Verilen metin:
Sunday 27 April 2014

Rotorua'da 4 gun

"Easter" yani Paskalya tatilini Rotorua'da gecirdik. Bol bol dinlenmeyi umdugumuz tatilin her dakikasi dolu gecti. Ilk defa bir tatile plansiz basladik. Bir ay kala, bir pazar gecesi yatmadan once soyle bir otellere bakip, "hava serince olacak, isitmali havuzu varmis" deyip de otel rezervasyonu yaptirmak disinda tatile dair hic birsey yapmadik. Ne yenir, ne icilir, nasil bir yer hic bakmadik. Insanlarin sehir ile ilgili tek soyledikleri sey, sehrin kokusuna alisirsaniz, cok guzel bir sehir ve "heaps to do" yani yapilacak milyonlarca seyin olmasi. Kulaga hic de fena gelmiyordu. Son birkac gun kala is yerinden arkadasim Teresa'nin da ayni gun Auckland'a giderken bizim guzergahi izleyeceklerini ve Rotorua'da Luge dene bir olay yapacaklarini ogrendik ve onlara yine sorgusuz sualsiz katilmaya karar verdik. 
Cuma gunu sabah olabildigince erken kalkip bavulumuzu hazirladik ve yola koyulduk. Teresa'larla ogle yemegimizi yemek uzere Taupo civarinda, "Prawn Park"da (Karides Ciftligi) saat on iki'de bulusmayi planliyorduk ama evden cok erken cikamayinca yaklasik bir saat kadar geciktik. Vardigimizda onlar kendilerine 1 kg karides soylemislerdi bile. Hatta oturur oturmaz onlarin karidesleri geldi. Tabagi kocaman gorunce bizim icin de soylediler sandik ki meger ikisi bir kg karides yiyebiliyorlarmis, ee simdi onlar bir kg soylemisken bizim daha az soylememiz olmaz, bir kg da biz soyledik. Yemek bittiginde icimizden karides agaci cikacakti. Ben gerci biraz zorlandim yerken, gozleri ve ayaklari olan bir canliyi yemek pek de hoslandigim birsey degil :/ ama tadi da cok guzeldi.
Kafasini koparip, beynini icip, kabuklarini soyarak yedigimiz iri karidesler

Teresa ve Terry. Arka masada sirti donuk bordo t-shirtlu delikanli da Taiwan'li unlu bir popcuymus, kucuk bir detay :)

Görevler:
a. Rotorua tatili yazısına göre Teresa'larla öğle yemeği için nerede buluşulması planlanmıştı?
b. Aşağıdaki ifadelerin Rotorua tatili yazısıyla uyuşup uyuşmadığını belirtin: (i) Otel rezervasyonu tatilden yaklaşık bir ay önce yapıldı. (ii) Öğle yemeği buluşmasına zamanında varıldı. (iii) Teresa'lardan sonra gelenler kendileri için yarım kilo karides söyledi.
c. Rotorua tatili yazısını kaldığı yerden sürdürün.

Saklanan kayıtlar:
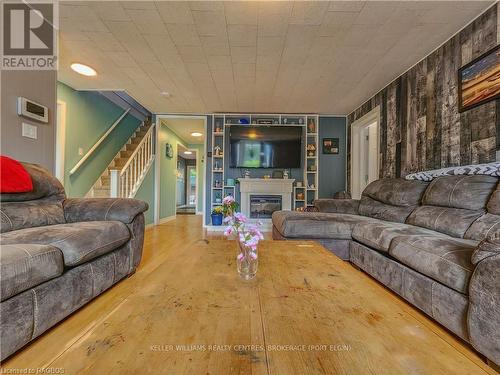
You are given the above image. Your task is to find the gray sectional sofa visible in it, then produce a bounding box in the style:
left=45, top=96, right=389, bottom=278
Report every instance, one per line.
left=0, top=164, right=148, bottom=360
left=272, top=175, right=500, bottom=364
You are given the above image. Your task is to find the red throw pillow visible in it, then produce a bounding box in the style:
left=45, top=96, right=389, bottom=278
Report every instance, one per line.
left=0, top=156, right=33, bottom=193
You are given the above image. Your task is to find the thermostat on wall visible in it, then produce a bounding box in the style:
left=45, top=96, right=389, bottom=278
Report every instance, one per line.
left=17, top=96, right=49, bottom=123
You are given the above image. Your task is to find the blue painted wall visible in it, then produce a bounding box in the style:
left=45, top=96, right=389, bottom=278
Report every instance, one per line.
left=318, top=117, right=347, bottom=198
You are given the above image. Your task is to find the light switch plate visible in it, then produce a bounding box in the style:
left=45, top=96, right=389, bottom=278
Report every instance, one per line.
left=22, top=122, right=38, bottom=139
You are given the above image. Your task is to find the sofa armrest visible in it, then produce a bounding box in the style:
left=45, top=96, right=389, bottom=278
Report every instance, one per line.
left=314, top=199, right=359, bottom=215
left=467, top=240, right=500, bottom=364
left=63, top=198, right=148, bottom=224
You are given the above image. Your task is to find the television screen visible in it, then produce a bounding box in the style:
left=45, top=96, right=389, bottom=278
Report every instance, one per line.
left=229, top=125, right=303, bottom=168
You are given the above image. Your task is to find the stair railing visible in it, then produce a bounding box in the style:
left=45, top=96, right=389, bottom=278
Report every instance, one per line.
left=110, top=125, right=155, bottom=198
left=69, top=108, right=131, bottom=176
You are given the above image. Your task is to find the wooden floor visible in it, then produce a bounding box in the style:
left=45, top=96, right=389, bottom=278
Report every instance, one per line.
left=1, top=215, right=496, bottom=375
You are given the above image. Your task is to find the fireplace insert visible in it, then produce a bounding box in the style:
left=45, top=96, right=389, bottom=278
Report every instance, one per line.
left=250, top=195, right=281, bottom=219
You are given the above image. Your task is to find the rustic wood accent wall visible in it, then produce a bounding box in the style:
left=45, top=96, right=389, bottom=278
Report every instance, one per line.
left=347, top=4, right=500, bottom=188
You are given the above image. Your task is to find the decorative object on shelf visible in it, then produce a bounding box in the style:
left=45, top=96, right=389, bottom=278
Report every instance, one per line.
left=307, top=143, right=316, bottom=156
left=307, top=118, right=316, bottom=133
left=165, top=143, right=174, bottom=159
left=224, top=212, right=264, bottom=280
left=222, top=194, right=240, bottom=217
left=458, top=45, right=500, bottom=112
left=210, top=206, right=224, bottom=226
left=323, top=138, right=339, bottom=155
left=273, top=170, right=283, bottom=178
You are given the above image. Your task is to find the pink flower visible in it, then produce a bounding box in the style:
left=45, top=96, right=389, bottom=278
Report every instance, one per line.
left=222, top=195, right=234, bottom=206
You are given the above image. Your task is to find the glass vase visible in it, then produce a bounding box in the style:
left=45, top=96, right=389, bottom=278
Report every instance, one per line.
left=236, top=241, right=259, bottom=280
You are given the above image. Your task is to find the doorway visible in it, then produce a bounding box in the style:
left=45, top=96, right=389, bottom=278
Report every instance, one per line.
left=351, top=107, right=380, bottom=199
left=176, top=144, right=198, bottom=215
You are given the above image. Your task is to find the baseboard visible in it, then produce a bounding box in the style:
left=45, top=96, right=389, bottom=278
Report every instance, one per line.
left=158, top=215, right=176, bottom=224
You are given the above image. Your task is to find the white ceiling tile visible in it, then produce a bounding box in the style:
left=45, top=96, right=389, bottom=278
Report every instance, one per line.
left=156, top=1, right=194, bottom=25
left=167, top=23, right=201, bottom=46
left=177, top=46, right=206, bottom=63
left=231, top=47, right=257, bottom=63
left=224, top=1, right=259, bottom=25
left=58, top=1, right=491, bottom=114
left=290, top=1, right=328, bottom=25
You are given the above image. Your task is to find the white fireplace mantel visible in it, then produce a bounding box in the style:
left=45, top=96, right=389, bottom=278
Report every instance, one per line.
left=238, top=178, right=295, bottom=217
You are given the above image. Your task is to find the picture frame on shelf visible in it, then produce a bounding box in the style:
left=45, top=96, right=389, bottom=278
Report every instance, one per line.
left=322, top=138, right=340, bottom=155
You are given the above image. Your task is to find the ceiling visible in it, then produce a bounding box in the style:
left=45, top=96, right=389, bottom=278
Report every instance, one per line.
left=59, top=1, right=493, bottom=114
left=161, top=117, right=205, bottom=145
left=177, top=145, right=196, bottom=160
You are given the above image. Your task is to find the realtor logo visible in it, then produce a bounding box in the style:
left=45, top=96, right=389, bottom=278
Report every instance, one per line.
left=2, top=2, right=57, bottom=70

Yanıtlar:
a. Taupo civarındaki "Prawn Park"ta (Karides Çiftliği).

b.
(i) Evet: "Bir ay kala, bir pazar gecesi yatmadan once soyle bir otellere bakip" ve "otel rezervasyonu yaptirmak disinda tatile dair hic birsey yapmadik."
(ii) Hayır: "evden cok erken cikamayinca yaklasik bir saat kadar geciktik."
(iii) Hayır: "bir kg da biz soyledik."

c.
Yemekten sonra yakinlardaki Huka Falls'a ugradik, selale diyorlar ya oyle cok yuksek degildi, nehrin cok guclu aktigi bir bolumu. Iste fotograflar,





Kisa bir selale seyrinden sonra iki araba arkali onlu 75 km uzakliktaki Rotorua'ya dogru yola ciktik ve sehre varir varmaz dogruca Luge'u yapacagimiz yere gittik. Asagidaki fotografta goreceginiz teleferige binip yukari ciktik. Teleferikten normalde korkardim ama bu sefer kalabalik olmanin da verdigi bir motivasyon ile korkmadim. Ilk defa muhtesem manzaranin tadini cikardim. Mazaranin fotografini cekmeye calistim ama hava yagmurlu oldugu icin islak camin arkasindan pek de guzel kareler yakalayamadim.


Yukari ciktigimizda dogruca ilke defa Luge'a bineceklerin sirasina gectik.


Luge denilen sey aslinda plastik, dort tekerlekli, tek kisilik bir arac. Fren icin ondeki iki kolu kendimize dogru cekmemiz gerekiyor. Parkurlari uc seviye olarak belirlemisler. Tepeye cikmamizdan tahmin edeceginiz uzere, parkurlar tepeden basliyor ve asagiya dogru devam ediyor. Parkularin bittigi yerde de telesiyej (bu kelimeyi bulmak icin googleda kisa bir arastirma yaptigim dogrudur :)) sirasina girilip tekrar parkurun basladigi yere cikiyor. Bu dongu asagida satin alinan Luge biletleri tukenene kadar devam ediyor. 

Ozii yine cocuklar gibi sendi :)

Parkurlar

Telesiyej :)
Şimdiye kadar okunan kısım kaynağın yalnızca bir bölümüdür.